(Aim of the exercise):
Copy the records below exactly as they are written.

(Dataset items)

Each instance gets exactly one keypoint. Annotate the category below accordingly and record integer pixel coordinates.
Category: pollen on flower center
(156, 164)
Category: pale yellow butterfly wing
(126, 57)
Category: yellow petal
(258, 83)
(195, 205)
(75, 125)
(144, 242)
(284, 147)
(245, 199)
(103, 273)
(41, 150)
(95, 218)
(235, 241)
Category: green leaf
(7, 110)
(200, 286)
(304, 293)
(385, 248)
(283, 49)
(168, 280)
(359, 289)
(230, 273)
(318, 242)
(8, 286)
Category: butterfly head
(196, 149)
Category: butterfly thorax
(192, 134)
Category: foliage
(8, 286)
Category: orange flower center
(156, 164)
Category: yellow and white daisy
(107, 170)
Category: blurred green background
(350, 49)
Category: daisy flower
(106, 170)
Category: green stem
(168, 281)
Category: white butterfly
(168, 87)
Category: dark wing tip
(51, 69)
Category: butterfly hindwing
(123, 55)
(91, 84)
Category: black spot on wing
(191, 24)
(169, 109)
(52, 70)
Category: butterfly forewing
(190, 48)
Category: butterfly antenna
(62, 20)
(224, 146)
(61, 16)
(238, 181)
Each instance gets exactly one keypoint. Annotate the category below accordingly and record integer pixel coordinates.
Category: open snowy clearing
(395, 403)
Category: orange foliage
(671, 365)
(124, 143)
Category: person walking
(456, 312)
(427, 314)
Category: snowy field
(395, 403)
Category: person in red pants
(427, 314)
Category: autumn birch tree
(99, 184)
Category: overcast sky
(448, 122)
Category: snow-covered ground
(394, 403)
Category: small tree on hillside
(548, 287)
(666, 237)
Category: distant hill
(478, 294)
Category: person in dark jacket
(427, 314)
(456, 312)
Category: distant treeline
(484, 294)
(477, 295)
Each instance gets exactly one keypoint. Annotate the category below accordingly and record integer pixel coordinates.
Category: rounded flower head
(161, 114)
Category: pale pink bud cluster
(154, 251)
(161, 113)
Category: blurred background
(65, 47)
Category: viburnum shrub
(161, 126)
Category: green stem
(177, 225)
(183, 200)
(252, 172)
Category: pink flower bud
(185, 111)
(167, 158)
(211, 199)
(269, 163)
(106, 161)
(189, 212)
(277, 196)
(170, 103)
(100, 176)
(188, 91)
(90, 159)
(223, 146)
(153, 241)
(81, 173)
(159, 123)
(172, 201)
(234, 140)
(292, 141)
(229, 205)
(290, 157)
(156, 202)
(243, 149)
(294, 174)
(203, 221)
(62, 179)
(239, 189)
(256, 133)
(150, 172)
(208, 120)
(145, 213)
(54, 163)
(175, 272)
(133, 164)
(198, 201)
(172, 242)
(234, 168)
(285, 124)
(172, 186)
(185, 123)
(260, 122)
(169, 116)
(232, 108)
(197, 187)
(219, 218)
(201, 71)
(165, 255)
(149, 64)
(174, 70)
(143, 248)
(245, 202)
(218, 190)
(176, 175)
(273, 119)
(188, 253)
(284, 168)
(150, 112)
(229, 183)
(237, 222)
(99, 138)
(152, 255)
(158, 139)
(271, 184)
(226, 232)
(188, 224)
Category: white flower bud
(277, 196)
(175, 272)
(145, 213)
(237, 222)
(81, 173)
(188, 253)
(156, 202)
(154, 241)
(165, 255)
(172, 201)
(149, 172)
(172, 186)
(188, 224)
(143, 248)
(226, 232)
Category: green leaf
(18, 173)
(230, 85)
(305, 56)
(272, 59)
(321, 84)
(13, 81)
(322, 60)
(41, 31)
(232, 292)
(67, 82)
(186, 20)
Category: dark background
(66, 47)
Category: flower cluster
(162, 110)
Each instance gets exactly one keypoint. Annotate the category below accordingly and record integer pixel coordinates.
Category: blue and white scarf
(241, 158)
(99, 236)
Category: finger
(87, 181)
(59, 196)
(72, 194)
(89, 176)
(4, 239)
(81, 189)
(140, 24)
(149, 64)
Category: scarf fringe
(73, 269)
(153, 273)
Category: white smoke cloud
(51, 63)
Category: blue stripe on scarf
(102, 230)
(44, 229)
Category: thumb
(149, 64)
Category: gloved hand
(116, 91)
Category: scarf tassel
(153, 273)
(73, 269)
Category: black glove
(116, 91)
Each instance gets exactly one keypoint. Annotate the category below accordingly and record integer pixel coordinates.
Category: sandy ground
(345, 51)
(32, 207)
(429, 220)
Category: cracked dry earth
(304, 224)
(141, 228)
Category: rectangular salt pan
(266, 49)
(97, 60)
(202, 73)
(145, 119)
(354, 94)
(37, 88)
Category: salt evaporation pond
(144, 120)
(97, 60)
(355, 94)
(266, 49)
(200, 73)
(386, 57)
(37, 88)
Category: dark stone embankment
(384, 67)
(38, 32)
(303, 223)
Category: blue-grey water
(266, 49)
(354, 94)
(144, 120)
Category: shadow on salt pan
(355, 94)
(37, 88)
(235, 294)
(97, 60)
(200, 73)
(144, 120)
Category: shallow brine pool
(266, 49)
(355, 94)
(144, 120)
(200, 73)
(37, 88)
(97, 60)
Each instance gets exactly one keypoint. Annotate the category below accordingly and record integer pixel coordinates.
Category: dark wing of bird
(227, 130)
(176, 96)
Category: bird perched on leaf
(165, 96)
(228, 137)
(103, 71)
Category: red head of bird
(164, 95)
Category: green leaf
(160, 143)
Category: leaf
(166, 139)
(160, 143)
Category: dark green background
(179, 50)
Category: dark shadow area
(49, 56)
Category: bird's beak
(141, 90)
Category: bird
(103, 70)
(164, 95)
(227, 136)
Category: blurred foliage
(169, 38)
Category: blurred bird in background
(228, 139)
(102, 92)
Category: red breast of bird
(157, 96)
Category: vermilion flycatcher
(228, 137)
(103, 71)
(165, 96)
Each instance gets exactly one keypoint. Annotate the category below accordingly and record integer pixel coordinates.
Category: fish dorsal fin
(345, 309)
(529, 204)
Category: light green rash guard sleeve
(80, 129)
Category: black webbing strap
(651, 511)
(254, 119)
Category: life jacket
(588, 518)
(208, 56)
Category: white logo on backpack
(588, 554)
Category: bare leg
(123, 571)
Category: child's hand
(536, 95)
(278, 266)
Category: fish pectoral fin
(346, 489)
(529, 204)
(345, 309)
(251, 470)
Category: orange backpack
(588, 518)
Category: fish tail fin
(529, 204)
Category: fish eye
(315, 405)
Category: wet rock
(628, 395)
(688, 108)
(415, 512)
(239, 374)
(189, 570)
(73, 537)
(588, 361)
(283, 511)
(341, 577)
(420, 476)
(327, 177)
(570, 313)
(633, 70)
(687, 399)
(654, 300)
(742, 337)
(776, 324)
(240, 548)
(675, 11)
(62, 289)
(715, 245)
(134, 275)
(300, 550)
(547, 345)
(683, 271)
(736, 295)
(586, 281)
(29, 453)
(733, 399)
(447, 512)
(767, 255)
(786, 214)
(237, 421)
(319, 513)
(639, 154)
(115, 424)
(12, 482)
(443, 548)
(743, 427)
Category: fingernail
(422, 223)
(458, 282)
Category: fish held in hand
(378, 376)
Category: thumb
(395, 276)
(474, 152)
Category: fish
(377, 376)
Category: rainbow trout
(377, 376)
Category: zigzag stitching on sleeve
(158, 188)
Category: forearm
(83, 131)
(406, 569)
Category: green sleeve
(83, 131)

(Exercise result):
Each instance gets exactly one keypoint. Annotate the category below accordingly and record integer pixel coordinates.
Category: pollen on flower center
(156, 164)
Category: pale yellow butterfly wing
(126, 57)
Category: yellow petal
(258, 83)
(195, 205)
(75, 125)
(144, 242)
(284, 147)
(245, 199)
(103, 273)
(41, 150)
(95, 218)
(235, 241)
Category: green leaf
(7, 110)
(200, 286)
(304, 293)
(385, 248)
(283, 49)
(168, 280)
(359, 289)
(230, 273)
(318, 242)
(8, 286)
Category: butterfly head
(196, 149)
Category: butterfly thorax
(192, 134)
Category: foliage
(8, 286)
Category: orange flower center
(156, 164)
Category: yellow and white daisy
(107, 170)
Category: blurred green background
(350, 49)
Category: daisy flower
(106, 170)
Category: green stem
(168, 281)
Category: white butterfly
(168, 87)
Category: dark wing tip
(51, 69)
Category: butterfly hindwing
(123, 55)
(91, 84)
Category: black spot on wing
(191, 24)
(169, 109)
(52, 70)
Category: butterfly forewing
(190, 48)
Category: butterfly antenna
(62, 20)
(224, 146)
(61, 16)
(238, 181)
Each instance gets exactly one keypoint. Annotate the category below accordingly and record integer pixel coordinates.
Category: open snowy clearing
(395, 403)
Category: orange foliage
(671, 365)
(124, 143)
Category: person walking
(456, 312)
(427, 314)
Category: snowy field
(395, 403)
Category: person in red pants
(427, 314)
Category: autumn birch tree
(99, 184)
Category: overcast sky
(448, 122)
Category: snow-covered ground
(394, 403)
Category: small tree on hillside
(548, 287)
(666, 237)
Category: distant hill
(478, 294)
Category: person in dark jacket
(427, 314)
(456, 312)
Category: distant treeline
(484, 294)
(477, 295)
Each instance gets exactly one keypoint. Annotate the category below accordingly and record integer pixel coordinates.
Category: rounded flower head
(161, 114)
Category: pale pink bud cluster
(154, 251)
(161, 113)
Category: blurred background
(65, 47)
Category: viburnum shrub
(161, 126)
Category: green stem
(177, 225)
(183, 200)
(252, 172)
Category: pink flower bud
(185, 111)
(167, 158)
(211, 199)
(269, 163)
(106, 161)
(189, 212)
(277, 196)
(170, 103)
(100, 176)
(188, 91)
(90, 159)
(223, 146)
(153, 241)
(81, 173)
(159, 123)
(172, 201)
(234, 140)
(292, 141)
(229, 205)
(290, 157)
(156, 202)
(243, 149)
(294, 174)
(203, 221)
(62, 179)
(239, 189)
(256, 133)
(150, 172)
(208, 120)
(145, 213)
(54, 163)
(175, 272)
(133, 164)
(198, 201)
(172, 242)
(234, 168)
(285, 124)
(172, 186)
(185, 123)
(260, 122)
(169, 116)
(232, 108)
(197, 187)
(219, 218)
(201, 71)
(165, 255)
(149, 64)
(174, 70)
(143, 248)
(245, 202)
(218, 190)
(176, 175)
(273, 119)
(188, 253)
(284, 168)
(150, 112)
(229, 183)
(237, 222)
(99, 138)
(152, 255)
(158, 139)
(271, 184)
(226, 232)
(188, 224)
Category: white flower bud
(277, 196)
(175, 272)
(145, 213)
(237, 222)
(81, 173)
(188, 253)
(156, 202)
(154, 241)
(165, 255)
(172, 201)
(149, 172)
(172, 186)
(188, 224)
(143, 248)
(226, 232)
Category: green leaf
(18, 173)
(230, 85)
(305, 56)
(272, 59)
(321, 84)
(13, 81)
(322, 60)
(41, 31)
(232, 292)
(67, 82)
(186, 20)
Category: dark background
(66, 47)
Category: flower cluster
(162, 110)
Each instance gets exactly one keypoint. Annotate the category below accordingly and record integer pixel coordinates.
Category: blue and white scarf
(241, 158)
(99, 236)
Category: finger
(87, 181)
(59, 196)
(72, 194)
(89, 176)
(4, 239)
(81, 189)
(140, 24)
(149, 64)
Category: scarf fringe
(73, 269)
(153, 273)
Category: white smoke cloud
(51, 63)
Category: blue stripe on scarf
(102, 230)
(44, 229)
Category: thumb
(149, 64)
Category: gloved hand
(116, 91)
Category: scarf tassel
(153, 273)
(73, 269)
Category: black glove
(116, 91)
Each instance gets exactly one keypoint. Annotate the category below accordingly and record integer pixel coordinates.
Category: sandy ground
(345, 51)
(32, 207)
(429, 220)
Category: cracked dry earth
(304, 224)
(141, 228)
Category: rectangular salt pan
(266, 49)
(97, 60)
(202, 73)
(145, 119)
(354, 94)
(37, 88)
Category: salt evaporation pond
(144, 120)
(97, 60)
(355, 94)
(266, 49)
(200, 73)
(386, 57)
(37, 88)
Category: dark stone embankment
(384, 67)
(38, 32)
(303, 223)
Category: blue-grey water
(266, 49)
(354, 94)
(144, 120)
Category: shadow on salt pan
(355, 94)
(37, 88)
(235, 294)
(97, 60)
(200, 73)
(144, 120)
Category: shallow brine pool
(266, 49)
(355, 94)
(144, 120)
(200, 73)
(37, 88)
(97, 60)
Each instance gets exactly one keypoint. Annotate the category below accordingly and record integer pixel coordinates.
Category: dark wing of bird
(227, 130)
(176, 96)
Category: bird perched on leaf
(165, 96)
(228, 137)
(103, 71)
Category: red head of bird
(164, 95)
Category: green leaf
(160, 143)
Category: leaf
(166, 139)
(160, 143)
Category: dark green background
(179, 50)
Category: dark shadow area
(49, 56)
Category: bird's beak
(141, 90)
Category: bird
(103, 70)
(164, 95)
(227, 136)
Category: blurred foliage
(169, 38)
Category: blurred bird in background
(228, 139)
(102, 92)
Category: red breast of bird
(157, 96)
Category: vermilion flycatcher
(228, 137)
(103, 71)
(165, 96)
Each instance gets exactly one keypoint. Annotate the category below accordingly and record integer pixel coordinates.
Category: fish dorsal fin
(345, 309)
(529, 204)
Category: light green rash guard sleeve
(80, 129)
Category: black webbing strap
(651, 511)
(254, 119)
Category: life jacket
(588, 518)
(208, 56)
Category: white logo on backpack
(588, 554)
Category: bare leg
(123, 571)
Category: child's hand
(536, 95)
(278, 266)
Category: fish pectoral fin
(346, 489)
(529, 204)
(345, 309)
(251, 470)
Category: orange backpack
(588, 518)
Category: fish tail fin
(529, 204)
Category: fish eye
(315, 405)
Category: wet rock
(628, 395)
(688, 108)
(415, 512)
(239, 374)
(189, 570)
(73, 537)
(588, 361)
(283, 511)
(341, 577)
(420, 476)
(327, 177)
(570, 313)
(633, 70)
(687, 399)
(654, 300)
(742, 337)
(776, 324)
(240, 548)
(675, 11)
(62, 289)
(715, 245)
(134, 275)
(300, 550)
(547, 345)
(683, 271)
(736, 295)
(586, 281)
(29, 453)
(733, 399)
(447, 512)
(767, 255)
(786, 214)
(237, 421)
(319, 513)
(639, 154)
(115, 424)
(12, 482)
(443, 548)
(743, 427)
Category: fingernail
(422, 223)
(458, 282)
Category: fish held in hand
(378, 376)
Category: thumb
(395, 276)
(474, 152)
Category: fish
(377, 376)
Category: rainbow trout
(377, 376)
Category: zigzag stitching on sleeve
(158, 188)
Category: forearm
(83, 131)
(406, 569)
Category: green sleeve
(83, 131)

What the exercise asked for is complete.